→ YOUR TASK
Give only the number of lines in these records that contain the word "instance".

→ DATASET RECORDS
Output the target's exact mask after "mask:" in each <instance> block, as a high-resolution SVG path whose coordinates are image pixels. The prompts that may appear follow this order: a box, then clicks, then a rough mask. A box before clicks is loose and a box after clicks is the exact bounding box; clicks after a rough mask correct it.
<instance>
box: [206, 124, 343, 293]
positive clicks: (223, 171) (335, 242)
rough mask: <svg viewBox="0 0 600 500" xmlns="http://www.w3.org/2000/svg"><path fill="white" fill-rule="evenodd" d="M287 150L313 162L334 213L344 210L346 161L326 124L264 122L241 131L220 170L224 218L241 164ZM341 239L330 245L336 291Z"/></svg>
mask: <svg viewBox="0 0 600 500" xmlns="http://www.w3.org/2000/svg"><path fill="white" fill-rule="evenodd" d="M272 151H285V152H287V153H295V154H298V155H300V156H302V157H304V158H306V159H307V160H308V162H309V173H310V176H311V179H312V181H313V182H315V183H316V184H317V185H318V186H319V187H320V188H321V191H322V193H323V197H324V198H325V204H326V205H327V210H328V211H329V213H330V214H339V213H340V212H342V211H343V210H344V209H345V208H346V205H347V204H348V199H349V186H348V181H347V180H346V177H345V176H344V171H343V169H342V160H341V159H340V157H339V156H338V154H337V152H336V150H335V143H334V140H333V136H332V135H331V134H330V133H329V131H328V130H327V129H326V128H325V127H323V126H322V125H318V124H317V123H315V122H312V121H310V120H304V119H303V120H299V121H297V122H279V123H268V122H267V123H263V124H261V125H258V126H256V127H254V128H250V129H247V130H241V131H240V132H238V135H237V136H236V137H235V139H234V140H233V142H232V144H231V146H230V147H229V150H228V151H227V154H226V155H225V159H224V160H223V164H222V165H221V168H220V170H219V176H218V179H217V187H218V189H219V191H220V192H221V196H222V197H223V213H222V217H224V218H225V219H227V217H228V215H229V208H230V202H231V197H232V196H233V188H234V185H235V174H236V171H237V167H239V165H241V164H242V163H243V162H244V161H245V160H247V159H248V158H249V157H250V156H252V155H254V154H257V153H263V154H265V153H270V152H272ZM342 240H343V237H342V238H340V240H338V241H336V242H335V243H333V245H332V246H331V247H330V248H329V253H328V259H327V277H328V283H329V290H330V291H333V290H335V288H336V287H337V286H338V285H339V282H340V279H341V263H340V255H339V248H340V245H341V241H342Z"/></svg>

→ RESULT OF THIS EXERCISE
2